## Source records
___
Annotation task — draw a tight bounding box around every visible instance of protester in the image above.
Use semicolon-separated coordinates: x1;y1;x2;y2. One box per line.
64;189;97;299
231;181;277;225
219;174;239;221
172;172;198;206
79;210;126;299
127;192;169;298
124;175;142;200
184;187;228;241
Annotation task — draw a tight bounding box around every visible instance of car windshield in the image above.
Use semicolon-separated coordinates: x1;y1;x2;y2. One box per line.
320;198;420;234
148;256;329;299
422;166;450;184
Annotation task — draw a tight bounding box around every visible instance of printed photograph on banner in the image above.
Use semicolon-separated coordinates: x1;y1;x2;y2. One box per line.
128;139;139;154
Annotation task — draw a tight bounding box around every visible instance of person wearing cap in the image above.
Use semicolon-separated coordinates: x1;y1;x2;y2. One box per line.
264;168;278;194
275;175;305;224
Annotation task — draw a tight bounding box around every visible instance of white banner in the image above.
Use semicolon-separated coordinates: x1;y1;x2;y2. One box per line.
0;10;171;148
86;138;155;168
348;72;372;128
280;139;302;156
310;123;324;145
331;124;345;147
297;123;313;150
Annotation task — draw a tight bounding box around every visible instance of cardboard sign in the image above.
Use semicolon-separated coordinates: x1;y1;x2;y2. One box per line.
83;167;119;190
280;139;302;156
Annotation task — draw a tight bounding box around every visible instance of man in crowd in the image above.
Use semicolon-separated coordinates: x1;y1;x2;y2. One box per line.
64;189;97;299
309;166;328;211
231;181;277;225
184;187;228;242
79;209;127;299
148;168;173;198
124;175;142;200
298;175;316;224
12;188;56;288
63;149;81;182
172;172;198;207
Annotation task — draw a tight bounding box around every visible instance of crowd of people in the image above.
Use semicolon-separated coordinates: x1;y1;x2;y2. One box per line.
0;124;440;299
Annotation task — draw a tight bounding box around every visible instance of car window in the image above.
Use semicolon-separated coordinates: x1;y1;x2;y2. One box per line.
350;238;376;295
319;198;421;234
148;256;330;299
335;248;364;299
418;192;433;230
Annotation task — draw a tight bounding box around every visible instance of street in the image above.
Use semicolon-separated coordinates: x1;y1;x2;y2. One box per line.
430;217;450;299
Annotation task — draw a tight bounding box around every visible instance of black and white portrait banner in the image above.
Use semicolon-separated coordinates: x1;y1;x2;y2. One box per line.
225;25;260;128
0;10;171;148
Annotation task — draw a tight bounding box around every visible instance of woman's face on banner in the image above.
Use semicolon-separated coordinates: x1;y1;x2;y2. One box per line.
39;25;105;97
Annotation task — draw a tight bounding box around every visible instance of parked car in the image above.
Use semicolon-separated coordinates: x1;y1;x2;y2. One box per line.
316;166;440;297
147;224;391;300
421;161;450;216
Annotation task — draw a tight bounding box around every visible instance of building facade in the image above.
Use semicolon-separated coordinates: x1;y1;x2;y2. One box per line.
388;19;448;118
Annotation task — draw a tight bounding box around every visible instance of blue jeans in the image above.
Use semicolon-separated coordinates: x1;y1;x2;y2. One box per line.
___
## Task prompt
Edit the material above so that each occurrence of "Annotation task" reads "Labeling task", and leave all other text unchanged.

## Exercise response
Labeling task — draw a tight bounding box around every visible instance of protester in the image above.
Use semicolon-separated coordinates: x1;y1;x2;y2. One box per line.
64;189;97;299
231;181;277;225
219;174;239;221
172;172;198;206
79;210;126;299
127;192;169;298
124;175;142;200
184;187;228;241
Labeling task — draw a tight bounding box around every visible instance of car windshield in the image above.
Use semicolon-separated coordinates: x1;y1;x2;y2. One box per line.
320;198;420;234
148;256;329;299
422;166;450;184
Labeling task — draw a tight bounding box around every visible instance of printed photograph on banner in the image above.
Use semicolon-separated coordinates: x1;y1;x2;y2. One box per line.
128;139;139;154
Labeling task — draw a tight bounding box around every visible instance of person wearing cap in the image above.
Use semicolon-separated coordinates: x1;y1;x2;y2. One box per line.
264;168;278;194
275;175;305;224
Labeling task — draw a tight bounding box around every visible instance of white banner in the image above.
Use semicolon-separated coordinates: x1;y1;x2;y2. One box per line.
0;10;171;148
86;138;155;168
348;72;372;128
280;139;302;156
310;123;324;145
331;124;345;147
297;123;313;150
Labeling task — draw a tight bounding box around every visible instance of cardboard sign in the image above.
Use semicolon-separated coordinates: x1;y1;x2;y2. One box per line.
83;167;119;190
280;139;302;156
Labeling task — draw a tight bounding box around every visible instance of man in crowd in the image above.
Use semicolon-separated coordinates: x1;y1;x2;y2. One box per line.
64;189;97;299
309;166;328;211
231;181;277;225
184;187;228;242
79;209;127;299
148;168;173;198
124;175;142;200
298;175;316;224
12;188;56;288
63;149;81;182
172;172;198;207
Labeling task — draw a tight bounding box around every visible instance of crowd of people in the image above.
Use semicolon-separated coordinates: x1;y1;x2;y2. One box per line.
0;124;440;299
Labeling task — draw a tight bounding box around every visible instance of car window in the image above.
Use semicolon-separated coordinates: x1;y1;x2;y2. One box per line.
350;238;376;295
319;198;421;234
148;256;330;299
335;248;364;299
418;192;433;230
Labeling task — draw a tight bounding box around every visible instance of street in the image above.
Use semicolon-separated coordinates: x1;y1;x2;y2. One box per line.
430;217;450;299
Labeling task — draw a tight bounding box around every visible instance of black and white portrait banner in the image above.
Use semicolon-separated coordinates: x1;y1;x2;y2. One box per line.
225;25;260;128
0;10;171;148
Labeling task — draw a tight bounding box around every visible instance of woman's face on banner in the image above.
Use semicolon-separated coordinates: x1;y1;x2;y2. One box per line.
39;25;105;97
Labeling task — draw a tight bounding box around every visible instance of parked car in the image above.
Use semicolon-separated coordinates: x1;y1;x2;y2. One box per line.
316;166;440;297
147;224;391;300
421;161;450;216
Labeling task — draw a tight bounding box around every visible instance of building facade in the image above.
Use semicolon-separated coordinates: x1;y1;x2;y2. One box per line.
388;19;448;118
Labeling task — draw a tight bounding box around every visible instance of blue jeans in the image above.
Use semicolon-separated coordinates: x1;y1;x2;y2. One box per line.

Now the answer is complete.